_Records for processing:_
━━━━━━━━━━━━━━━━━━━━
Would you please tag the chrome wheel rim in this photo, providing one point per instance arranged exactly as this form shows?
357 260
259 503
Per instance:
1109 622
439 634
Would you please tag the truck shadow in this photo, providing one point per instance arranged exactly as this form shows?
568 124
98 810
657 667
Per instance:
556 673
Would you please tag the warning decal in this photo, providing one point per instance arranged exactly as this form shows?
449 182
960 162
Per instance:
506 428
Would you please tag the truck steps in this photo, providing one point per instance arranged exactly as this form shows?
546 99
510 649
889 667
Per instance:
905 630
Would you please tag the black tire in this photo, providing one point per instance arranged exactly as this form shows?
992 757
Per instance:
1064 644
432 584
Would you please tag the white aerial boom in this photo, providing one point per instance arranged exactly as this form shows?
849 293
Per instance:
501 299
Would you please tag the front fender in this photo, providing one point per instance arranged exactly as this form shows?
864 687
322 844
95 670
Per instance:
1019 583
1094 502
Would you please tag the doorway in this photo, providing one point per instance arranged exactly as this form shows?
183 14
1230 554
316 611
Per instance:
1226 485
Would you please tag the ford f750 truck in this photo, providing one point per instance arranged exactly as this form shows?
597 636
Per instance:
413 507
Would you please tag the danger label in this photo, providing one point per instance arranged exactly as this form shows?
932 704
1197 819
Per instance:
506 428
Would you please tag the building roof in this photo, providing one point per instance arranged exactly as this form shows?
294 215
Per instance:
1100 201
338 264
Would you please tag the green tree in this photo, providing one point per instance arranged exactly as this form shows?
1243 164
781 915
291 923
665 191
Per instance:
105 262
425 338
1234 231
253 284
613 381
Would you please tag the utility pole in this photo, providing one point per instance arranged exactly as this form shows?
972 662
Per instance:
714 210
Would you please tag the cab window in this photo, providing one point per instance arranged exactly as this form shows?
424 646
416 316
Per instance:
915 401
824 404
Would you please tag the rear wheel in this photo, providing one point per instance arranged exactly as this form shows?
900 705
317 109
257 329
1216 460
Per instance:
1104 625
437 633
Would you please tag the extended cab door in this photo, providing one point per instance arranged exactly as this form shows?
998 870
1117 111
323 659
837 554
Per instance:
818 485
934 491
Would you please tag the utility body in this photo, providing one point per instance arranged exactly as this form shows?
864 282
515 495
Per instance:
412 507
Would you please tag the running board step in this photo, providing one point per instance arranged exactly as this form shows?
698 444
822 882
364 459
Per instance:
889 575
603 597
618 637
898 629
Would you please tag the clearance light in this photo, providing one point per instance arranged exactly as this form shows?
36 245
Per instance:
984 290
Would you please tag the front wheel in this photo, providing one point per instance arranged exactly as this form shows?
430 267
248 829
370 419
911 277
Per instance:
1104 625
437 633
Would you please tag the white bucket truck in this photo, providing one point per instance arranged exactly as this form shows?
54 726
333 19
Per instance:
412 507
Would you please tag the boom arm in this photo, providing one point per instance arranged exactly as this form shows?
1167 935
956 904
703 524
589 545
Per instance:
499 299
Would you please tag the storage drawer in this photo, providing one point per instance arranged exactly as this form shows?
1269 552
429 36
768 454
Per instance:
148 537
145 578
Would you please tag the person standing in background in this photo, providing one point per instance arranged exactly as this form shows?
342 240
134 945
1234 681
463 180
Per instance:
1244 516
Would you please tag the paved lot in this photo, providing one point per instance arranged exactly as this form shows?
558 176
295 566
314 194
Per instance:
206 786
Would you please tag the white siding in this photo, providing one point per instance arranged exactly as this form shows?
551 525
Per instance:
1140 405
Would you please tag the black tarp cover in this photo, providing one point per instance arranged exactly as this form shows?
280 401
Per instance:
━━━━━━━━━━━━━━━━━━━━
_Your task:_
Report each line of the entries where the word "black" occurs.

_Expected answer:_
Would you please tag the black tire in this photo, providing one point per instance arranged exactly as this form shows?
Would you please tag the black tarp cover in this photo, providing one point per instance arranged exactly as this form shows?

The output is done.